#### Excerpted text
# Animal Crossing...Weddings?



## Pandapple (May 3, 2010)

Ok, so just browsing youtube yesterday for some animal crossing vids and I come across an animal crossing wedding. There is actually quite a few on there, all of which two characters get "married" to one another. After I was kinda weirded out by the whole thing, I decided to do some research on Animal Crossing "Boyfriends" and "Girlfriends" and "Weddings" Turns out alot of peeople have pretend bf/gf with animals in their town! If you have done this personally, I am not a hater. I am neutral in this topic. For one thing, I guess its kinda cute to have a pretend boyfriend or girlfriend with an animal in your town, on the other, some people are going a lil bit far with the amount of "love" they are expressing. What do you guys think about this?


----------



## Thunder (May 3, 2010)

I agree, it gets kinda weird XD Seems like some people are a little _too_ lonely.


----------



## Micah (May 3, 2010)

Aw, now I want one.


----------



## Pandapple (May 3, 2010)

It does seem a little desperate.
But I mean, as a kind of "friendly love" for an animal? Its kinda cute!
What about human chars marrying another human char?

Im completly neutral peoplez, sway my oppinion!


----------



## Pandapple (May 3, 2010)

Comatose said:
			
		

> Aw, now I want one.


An animal crossing bf? xD


----------



## Thunder (May 3, 2010)

Pandapple said:
			
		

> It does seem a little desperate.
> But I mean, as a kind of "friendly love" for an animal? Its kinda cute!
> What about human chars marrying another human char?
> 
> Im completly neutral peoplez, sway my oppinion!


Friendly love... IMO, it depends on the age/gender, i mean a 24 year old guy would seem really wacky.

HumansxHumans, eh, neutral as well.


----------



## Pandapple (May 3, 2010)

Thunderstruck said:
			
		

> Pandapple said:
> 
> 
> 
> ...


Well of course. I think a man in his 20-s needs to get a girl in real life. Thats just a bit creepy.
Now the discussion comes to - What ages are appropriate to have a "relationship" with an animal (or human) on animal crossing? (Wow, thats like asking "How old do you have to be to love a bunch of pixels on a video game?" wth? xD)


----------



## Prof Gallows (May 3, 2010)

http://www.youtube.com/v/p2xdcgyXB4w


Anything can happen. XD


----------



## Pandapple (May 3, 2010)

Professor Gallows said:
			
		

> http://www.youtube.com/v/p2xdcgyXB4w
> 
> 
> Anything can happen. XD


Oh my...Yeah, I wasnt even _thinking _that far.


----------



## Thunder (May 3, 2010)
########
#### Provided information
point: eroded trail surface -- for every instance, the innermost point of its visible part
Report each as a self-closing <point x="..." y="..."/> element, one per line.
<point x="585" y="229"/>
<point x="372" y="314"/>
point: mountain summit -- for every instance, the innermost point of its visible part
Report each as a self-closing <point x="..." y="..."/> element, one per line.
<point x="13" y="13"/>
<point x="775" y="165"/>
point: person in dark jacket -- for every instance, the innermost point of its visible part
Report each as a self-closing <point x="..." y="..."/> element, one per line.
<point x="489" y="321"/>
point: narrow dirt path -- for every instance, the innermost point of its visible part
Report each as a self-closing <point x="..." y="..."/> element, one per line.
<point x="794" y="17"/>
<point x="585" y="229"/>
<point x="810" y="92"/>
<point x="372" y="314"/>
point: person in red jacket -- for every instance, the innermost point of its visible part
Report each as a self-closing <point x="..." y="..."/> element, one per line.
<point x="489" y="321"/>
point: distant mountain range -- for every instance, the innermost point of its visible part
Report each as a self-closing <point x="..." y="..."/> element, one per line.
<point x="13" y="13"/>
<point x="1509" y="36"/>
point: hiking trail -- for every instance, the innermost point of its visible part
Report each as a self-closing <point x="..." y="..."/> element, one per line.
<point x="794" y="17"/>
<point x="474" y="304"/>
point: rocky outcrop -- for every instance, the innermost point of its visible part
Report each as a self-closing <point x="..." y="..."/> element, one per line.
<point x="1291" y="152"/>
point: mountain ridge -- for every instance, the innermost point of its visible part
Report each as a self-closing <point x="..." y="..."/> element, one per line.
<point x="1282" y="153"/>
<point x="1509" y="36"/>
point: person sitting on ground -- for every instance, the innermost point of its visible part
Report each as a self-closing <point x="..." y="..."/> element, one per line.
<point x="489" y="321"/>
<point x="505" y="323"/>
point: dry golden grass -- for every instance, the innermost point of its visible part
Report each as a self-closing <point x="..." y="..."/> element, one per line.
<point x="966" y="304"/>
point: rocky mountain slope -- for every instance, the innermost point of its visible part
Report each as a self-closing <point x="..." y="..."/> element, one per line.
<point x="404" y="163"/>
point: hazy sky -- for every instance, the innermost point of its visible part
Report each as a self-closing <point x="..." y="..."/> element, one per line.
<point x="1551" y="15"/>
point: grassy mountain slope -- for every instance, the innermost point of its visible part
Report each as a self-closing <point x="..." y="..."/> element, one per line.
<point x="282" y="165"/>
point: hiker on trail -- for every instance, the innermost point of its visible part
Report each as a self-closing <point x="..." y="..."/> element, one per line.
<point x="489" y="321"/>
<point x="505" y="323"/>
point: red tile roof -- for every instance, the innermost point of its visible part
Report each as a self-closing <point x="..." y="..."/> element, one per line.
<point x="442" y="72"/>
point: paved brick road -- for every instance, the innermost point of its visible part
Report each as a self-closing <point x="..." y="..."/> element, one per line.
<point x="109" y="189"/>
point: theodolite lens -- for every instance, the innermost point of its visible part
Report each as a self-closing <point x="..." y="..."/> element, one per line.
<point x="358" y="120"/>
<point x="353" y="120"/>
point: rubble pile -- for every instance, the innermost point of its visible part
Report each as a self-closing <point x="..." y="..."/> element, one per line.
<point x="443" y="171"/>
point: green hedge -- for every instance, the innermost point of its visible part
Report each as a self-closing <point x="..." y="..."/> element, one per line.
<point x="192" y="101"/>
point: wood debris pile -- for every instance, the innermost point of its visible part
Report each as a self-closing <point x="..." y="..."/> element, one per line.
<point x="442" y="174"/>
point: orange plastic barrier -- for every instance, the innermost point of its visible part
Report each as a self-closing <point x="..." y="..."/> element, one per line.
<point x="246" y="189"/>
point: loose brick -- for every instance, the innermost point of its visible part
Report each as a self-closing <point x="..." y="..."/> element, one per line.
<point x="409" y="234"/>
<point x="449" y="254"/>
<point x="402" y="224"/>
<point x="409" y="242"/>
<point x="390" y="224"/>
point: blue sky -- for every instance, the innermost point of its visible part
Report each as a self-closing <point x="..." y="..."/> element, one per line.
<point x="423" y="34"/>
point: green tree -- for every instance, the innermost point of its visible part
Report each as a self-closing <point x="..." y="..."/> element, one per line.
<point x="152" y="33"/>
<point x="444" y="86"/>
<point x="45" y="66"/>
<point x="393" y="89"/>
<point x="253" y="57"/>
########
#### Provided information
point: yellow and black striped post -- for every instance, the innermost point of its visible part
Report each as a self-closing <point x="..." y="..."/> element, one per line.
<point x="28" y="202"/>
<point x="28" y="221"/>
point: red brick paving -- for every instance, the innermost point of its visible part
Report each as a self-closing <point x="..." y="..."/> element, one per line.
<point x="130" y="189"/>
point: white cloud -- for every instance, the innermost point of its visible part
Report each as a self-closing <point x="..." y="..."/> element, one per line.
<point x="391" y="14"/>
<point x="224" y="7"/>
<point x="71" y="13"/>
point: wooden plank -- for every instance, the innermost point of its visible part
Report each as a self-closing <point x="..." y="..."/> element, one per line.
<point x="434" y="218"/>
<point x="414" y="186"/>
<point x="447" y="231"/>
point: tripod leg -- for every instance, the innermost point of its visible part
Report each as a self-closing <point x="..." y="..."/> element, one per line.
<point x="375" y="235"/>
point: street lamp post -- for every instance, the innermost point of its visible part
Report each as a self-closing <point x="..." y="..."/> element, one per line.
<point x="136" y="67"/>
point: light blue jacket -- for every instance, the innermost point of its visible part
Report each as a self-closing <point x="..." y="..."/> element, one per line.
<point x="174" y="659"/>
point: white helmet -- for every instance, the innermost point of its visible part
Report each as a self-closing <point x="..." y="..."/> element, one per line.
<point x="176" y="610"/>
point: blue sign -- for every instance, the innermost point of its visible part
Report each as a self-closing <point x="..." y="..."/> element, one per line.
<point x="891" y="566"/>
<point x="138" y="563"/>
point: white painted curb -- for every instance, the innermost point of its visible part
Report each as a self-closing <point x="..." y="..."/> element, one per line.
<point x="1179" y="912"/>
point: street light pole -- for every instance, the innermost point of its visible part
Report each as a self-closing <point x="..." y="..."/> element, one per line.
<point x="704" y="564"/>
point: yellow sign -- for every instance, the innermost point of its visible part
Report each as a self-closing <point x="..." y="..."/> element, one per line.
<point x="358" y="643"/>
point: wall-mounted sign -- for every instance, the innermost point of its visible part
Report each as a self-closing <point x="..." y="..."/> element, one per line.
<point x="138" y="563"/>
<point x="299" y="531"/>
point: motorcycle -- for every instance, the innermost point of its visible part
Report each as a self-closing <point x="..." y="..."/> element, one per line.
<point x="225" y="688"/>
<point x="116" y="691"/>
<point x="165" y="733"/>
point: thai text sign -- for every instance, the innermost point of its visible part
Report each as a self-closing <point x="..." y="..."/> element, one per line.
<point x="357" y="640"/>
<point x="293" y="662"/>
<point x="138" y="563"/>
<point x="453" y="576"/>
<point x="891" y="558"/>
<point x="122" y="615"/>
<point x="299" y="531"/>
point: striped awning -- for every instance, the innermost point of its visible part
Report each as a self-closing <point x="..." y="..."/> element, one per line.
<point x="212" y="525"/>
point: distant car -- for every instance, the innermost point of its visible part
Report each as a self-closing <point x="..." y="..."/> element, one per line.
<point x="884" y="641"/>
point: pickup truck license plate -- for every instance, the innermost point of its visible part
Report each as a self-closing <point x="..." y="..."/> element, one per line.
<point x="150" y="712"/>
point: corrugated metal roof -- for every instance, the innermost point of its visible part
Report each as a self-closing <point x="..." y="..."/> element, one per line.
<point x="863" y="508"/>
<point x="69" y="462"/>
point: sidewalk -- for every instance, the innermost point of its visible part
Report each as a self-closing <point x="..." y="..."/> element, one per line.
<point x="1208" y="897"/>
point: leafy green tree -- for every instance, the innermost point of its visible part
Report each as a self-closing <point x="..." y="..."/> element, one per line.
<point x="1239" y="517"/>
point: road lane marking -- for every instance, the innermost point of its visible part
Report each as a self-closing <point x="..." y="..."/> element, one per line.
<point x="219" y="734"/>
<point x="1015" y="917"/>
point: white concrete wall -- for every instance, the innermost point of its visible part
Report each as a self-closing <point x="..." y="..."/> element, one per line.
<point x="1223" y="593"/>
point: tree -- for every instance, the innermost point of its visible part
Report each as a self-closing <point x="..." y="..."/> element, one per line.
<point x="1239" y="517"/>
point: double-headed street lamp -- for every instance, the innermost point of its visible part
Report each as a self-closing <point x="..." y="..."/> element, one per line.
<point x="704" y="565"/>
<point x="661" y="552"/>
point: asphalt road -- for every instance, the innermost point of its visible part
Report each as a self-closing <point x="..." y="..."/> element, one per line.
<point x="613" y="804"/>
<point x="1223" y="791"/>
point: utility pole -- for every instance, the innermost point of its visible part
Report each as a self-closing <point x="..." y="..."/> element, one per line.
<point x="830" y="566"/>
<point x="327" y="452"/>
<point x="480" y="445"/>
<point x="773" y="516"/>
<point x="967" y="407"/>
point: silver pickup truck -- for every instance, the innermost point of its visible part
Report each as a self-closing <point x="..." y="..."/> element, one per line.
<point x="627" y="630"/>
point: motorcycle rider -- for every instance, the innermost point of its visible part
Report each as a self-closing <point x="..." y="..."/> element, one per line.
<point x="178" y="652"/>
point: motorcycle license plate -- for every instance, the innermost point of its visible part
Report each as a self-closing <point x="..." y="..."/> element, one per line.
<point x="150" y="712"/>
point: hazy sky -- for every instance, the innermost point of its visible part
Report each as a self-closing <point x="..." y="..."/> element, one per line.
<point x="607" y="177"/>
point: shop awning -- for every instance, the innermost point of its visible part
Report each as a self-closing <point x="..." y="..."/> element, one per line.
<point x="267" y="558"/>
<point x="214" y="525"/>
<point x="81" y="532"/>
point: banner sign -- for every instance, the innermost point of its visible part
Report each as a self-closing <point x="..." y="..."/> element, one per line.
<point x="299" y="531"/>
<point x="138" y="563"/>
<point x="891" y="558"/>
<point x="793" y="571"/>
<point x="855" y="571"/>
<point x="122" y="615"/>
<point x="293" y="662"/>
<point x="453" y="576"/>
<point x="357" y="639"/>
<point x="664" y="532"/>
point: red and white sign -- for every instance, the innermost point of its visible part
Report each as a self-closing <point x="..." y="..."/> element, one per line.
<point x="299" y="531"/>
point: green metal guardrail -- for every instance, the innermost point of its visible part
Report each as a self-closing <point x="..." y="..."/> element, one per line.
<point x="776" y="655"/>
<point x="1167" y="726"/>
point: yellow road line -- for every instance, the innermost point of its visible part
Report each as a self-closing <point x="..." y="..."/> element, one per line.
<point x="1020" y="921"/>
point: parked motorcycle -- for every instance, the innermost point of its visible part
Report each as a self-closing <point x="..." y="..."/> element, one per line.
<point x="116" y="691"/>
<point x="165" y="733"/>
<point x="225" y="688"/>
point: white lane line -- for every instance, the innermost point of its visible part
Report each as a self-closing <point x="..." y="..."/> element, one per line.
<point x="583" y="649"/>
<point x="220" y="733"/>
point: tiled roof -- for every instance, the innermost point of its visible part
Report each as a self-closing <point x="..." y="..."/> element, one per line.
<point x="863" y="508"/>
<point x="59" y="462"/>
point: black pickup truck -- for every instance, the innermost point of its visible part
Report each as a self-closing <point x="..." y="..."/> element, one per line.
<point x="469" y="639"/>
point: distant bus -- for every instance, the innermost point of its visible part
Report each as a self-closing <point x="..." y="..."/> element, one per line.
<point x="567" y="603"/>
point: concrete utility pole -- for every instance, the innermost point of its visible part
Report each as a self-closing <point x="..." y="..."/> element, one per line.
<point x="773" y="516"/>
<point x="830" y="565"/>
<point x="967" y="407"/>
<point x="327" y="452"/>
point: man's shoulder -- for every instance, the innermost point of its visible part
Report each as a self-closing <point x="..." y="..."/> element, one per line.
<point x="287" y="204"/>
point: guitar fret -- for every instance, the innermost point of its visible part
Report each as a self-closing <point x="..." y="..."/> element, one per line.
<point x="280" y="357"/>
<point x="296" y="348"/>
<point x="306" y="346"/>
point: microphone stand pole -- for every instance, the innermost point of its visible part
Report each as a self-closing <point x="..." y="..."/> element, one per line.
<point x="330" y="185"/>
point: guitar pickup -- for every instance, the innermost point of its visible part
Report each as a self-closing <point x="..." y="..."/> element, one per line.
########
● **Stated exercise**
Please copy out the Animal Crossing weddings thread word for word, starting at "Now the discussion" and ending at "Gallows (May 3, 2010)".

● **Solution to the exercise**
Now the discussion comes to - What ages are appropriate to have a "relationship" with an animal (or human) on animal crossing? (Wow, thats like asking "How old do you have to be to love a bunch of pixels on a video game?" wth? xD)


----------



## Prof Gallows (May 3, 2010)